▶ _The problem_
Extend the passage on choosing a chemistry major, picking up after its last sentence.

▶ _Page excerpt_
========================
Choosing a major is difficult, and going off to college can be nerve-wracking. But this is not a decision that locks you in for the rest of your life. You can choose focus areas and specialties within chemistry. You can even change majors if needed. You can add qualifications after you obtain your bachelors to get to where you want to be. Give yourself a year, take courses in and outside of chemistry, find out what the other people on campus are doing before you decide if chemistry is the right choice for you.

Everybody is different. Different people like diferent things and find different things difficult. Some people don't like physical chemistry. Some people don't like lab work. Some people are good at synthesis. Some people are good at analytics. Personally, I hate organic chemistry, and anybody who enjoys thermodynamics is a freak /s\.
========================
▶ _Excerpted data_

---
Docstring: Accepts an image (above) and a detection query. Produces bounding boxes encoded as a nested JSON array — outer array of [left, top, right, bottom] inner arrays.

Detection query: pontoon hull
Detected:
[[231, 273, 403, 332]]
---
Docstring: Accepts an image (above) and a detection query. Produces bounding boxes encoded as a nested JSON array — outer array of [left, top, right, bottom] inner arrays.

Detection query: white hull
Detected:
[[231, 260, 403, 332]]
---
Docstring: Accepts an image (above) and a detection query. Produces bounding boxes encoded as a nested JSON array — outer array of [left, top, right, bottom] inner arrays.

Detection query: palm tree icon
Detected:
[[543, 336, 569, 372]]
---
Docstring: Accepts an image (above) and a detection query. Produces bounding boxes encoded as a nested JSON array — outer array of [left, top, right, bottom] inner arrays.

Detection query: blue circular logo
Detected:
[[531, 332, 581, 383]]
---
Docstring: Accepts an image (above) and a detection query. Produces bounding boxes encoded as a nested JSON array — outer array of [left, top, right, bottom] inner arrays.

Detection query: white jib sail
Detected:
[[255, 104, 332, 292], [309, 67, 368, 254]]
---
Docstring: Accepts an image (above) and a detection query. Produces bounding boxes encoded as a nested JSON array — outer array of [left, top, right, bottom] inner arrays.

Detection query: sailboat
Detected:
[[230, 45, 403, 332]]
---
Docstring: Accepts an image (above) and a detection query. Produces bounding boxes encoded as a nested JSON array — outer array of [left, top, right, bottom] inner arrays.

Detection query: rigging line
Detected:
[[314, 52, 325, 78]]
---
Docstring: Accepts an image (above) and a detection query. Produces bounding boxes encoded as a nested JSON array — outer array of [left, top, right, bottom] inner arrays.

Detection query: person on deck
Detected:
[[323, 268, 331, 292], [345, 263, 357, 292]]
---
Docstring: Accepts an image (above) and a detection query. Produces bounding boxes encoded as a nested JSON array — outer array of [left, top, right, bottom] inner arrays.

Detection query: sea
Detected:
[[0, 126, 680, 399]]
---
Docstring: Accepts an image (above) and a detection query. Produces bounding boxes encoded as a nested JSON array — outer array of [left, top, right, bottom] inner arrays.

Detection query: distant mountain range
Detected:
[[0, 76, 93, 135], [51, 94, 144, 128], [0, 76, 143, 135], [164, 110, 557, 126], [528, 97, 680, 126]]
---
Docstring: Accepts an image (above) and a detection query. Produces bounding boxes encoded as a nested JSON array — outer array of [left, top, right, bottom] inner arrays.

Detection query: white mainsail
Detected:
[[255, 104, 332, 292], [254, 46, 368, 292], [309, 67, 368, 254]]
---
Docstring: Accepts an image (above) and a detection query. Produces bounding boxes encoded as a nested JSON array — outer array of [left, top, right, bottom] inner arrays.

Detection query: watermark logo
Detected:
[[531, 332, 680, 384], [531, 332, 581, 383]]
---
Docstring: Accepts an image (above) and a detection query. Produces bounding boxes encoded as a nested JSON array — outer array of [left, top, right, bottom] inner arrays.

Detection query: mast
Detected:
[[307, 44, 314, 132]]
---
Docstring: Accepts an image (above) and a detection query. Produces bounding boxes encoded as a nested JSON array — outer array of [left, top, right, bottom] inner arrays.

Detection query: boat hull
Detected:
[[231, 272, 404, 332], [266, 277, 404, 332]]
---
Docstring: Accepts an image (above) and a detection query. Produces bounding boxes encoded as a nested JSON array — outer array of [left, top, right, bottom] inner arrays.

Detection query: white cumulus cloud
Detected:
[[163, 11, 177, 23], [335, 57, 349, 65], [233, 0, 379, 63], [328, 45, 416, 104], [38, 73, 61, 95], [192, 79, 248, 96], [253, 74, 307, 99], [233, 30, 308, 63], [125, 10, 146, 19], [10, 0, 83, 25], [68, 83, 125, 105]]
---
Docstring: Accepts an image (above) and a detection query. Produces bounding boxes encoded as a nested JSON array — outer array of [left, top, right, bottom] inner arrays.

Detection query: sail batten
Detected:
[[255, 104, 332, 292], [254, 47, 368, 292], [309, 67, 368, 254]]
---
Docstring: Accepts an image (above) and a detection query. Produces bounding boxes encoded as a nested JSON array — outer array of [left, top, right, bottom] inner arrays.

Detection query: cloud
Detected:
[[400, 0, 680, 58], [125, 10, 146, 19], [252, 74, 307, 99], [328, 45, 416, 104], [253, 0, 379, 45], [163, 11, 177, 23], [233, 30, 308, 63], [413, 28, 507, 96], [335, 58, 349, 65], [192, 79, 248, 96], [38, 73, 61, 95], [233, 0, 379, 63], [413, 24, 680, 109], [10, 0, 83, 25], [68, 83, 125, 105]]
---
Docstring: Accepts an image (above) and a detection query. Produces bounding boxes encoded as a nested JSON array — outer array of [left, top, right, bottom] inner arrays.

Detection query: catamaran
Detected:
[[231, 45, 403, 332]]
========================
▶ _Answer_
Chemistry is such a broad field, you don't know yet where it might take you. Maybe you'll work in a lab, but maybe you'll be a computational chemist and work on a computer. You might end up in environmental chemistry and analyze soil and air samples. You might end up in toxicology and help solve crimes. You might end up in cosmetic chemistry and launch your own skincare line. You might end up a materials chemist and develop new materials that can replace plastics and help save the environment. You might end up in pharmaceutical chemistry and develop new cures for diseases. You might use your degree in chemical sales or become a product manager for analytical equipment. You might go into scientific communications and write about the newest discoveries. There is no end to the opportunities. It's all about finding your niche.

You are qualfied to enroll for chemistry? Congratulations! You are young, smart and educated! You got everything going for you! Don't start from a point of "oh, everything is going to be terrible and difficult". If you ask people, most will tell you that their university years were the best time of their lives. Enjoy! Learn, inside and outside the classroom. Find out who you are and where you can go!

I hope this helps! All the best to you!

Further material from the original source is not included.